Segment Start: ENTRIES SUPPLIED

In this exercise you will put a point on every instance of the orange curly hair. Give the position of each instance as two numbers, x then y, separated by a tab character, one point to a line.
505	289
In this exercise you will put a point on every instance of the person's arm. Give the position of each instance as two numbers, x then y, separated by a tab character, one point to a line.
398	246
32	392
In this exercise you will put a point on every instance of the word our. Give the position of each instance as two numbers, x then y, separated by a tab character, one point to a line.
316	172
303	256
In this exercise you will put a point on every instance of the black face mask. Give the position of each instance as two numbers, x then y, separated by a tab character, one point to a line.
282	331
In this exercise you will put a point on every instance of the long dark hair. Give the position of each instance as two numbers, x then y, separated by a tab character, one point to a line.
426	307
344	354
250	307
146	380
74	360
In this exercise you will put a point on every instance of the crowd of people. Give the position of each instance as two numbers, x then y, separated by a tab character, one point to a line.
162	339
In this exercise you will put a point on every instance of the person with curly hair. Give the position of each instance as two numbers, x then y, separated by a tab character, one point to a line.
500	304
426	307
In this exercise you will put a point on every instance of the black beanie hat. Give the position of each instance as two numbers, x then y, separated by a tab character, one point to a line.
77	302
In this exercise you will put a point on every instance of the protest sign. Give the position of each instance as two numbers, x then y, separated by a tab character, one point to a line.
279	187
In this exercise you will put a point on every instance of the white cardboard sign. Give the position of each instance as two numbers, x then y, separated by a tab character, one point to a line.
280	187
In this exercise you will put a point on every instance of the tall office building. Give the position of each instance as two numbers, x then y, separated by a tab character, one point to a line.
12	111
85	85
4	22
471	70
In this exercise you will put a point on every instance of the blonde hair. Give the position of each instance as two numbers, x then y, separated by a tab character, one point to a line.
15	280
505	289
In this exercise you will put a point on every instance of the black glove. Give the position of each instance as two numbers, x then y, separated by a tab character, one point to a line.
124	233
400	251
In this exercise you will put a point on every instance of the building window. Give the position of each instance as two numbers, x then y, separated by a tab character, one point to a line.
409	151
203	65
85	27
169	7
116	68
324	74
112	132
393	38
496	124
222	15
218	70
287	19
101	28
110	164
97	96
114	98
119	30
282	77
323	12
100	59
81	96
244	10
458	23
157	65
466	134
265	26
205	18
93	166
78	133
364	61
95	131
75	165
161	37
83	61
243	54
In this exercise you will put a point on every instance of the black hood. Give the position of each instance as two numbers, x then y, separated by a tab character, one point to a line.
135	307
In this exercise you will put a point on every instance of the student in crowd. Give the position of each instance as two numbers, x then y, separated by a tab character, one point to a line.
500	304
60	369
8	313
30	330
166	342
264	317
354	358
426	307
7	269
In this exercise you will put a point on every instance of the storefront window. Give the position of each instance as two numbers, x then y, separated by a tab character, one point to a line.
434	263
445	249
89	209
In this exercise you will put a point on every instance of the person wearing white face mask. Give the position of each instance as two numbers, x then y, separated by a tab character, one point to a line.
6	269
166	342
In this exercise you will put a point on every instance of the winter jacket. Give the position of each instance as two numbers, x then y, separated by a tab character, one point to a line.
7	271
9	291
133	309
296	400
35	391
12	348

Segment End: ENTRIES SUPPLIED

The records need to be set down again without a single difference.

> [WRITTEN REPLY]
In this exercise you will put a point on every instance of the orange curly hair. Give the position of each instance as two numbers, x then y, separated by a tab character, one point to a line.
505	289
In this exercise you will put a point on every instance of the person's arm. Give the position of each instance as two numbers, x then y, separated by a tab character, one point to a line.
398	246
32	392
In this exercise you will put a point on every instance of the word our. Give the position of each instance as two numbers, x then y, separated by a tab character, one point to a line.
316	172
303	256
In this exercise you will put a point on every instance of the black face mask. Give the position of each instance as two numbers, x then y, separated by a tab character, one point to a line.
282	331
In this exercise you will put a point on every instance of the long dark hair. Give the position of each instance as two numbers, x then y, separated by a tab character, one point to a line.
426	307
344	354
250	307
146	380
74	360
In this exercise you will put a point on every instance of the crowd of people. Give the position of each instance as two numbers, x then y, separated by a tab character, one point to a line.
162	339
In this exercise you will put a point on every instance of the person with curly hair. Give the position of each instance as two numbers, x then y, separated by a tab character, one point to a line.
500	304
426	307
In this exercise you will put a point on every instance of the black beanie hat. Give the position of each instance as two numbers, x then y, separated by a tab character, one point to a line.
77	302
In this exercise you will put a point on every instance of the protest sign. Give the position of each instance as two numbers, x then y, separated by a tab character, one point to a line.
279	187
In this exercise you will put a point on every instance of the white cardboard sign. Give the position of each instance as two numbers, x then y, separated by a tab character, one point to a line.
280	187
In this exercise you will put a point on every instance of the tall office building. Give the position of each instance as two numbers, x then y, separated by a tab character, one point to a line.
12	111
85	85
4	22
471	70
In this exercise you will put a point on every instance of the blonde hair. Give the position of each instance as two numbers, x then y, separated by a tab character, one point to a line.
15	280
505	289
In this exercise you will put a point on every instance of the black glove. Give the position of each instance as two numbers, x then y, separated by a tab character, one point to a line.
124	233
400	251
In this exercise you will put a point on every instance of the building window. Give the position of each instance as two numbers, x then y, separated by a tab character, one point to a line.
409	151
203	65
85	27
169	7
116	68
324	74
112	132
393	38
496	124
222	15
218	70
287	19
101	28
110	164
97	96
114	98
119	30
282	77
323	12
100	59
81	96
244	10
458	23
157	65
466	134
265	26
205	18
93	166
78	133
364	61
95	131
75	165
161	37
83	61
243	54
In this exercise you will put a point on every instance of the black hood. Give the position of each instance as two numbers, x then y, separated by a tab character, one point to a line.
135	307
In this exercise you will put a point on every instance of the student in crowd. Give the position of each instance as two numbers, x then y, separated by a tab character, one point to a line.
500	304
60	369
8	313
30	330
166	342
264	317
354	358
426	307
7	269
In this exercise you will put a point on every instance of the storefront window. Give the position of each instance as two numbers, x then y, separated by a tab character, one point to a line.
434	263
445	249
89	209
In this exercise you will put a point on every instance of the person wearing white face mask. Give the position of each instance as two numbers, x then y, separated by a tab character, one point to a line.
6	269
166	342
In this exercise you will put a point on every instance of the winter jacket. Give the position of each instance as two numbers, x then y, separated by a tab character, one point to a line.
7	271
9	291
133	309
296	400
35	391
12	348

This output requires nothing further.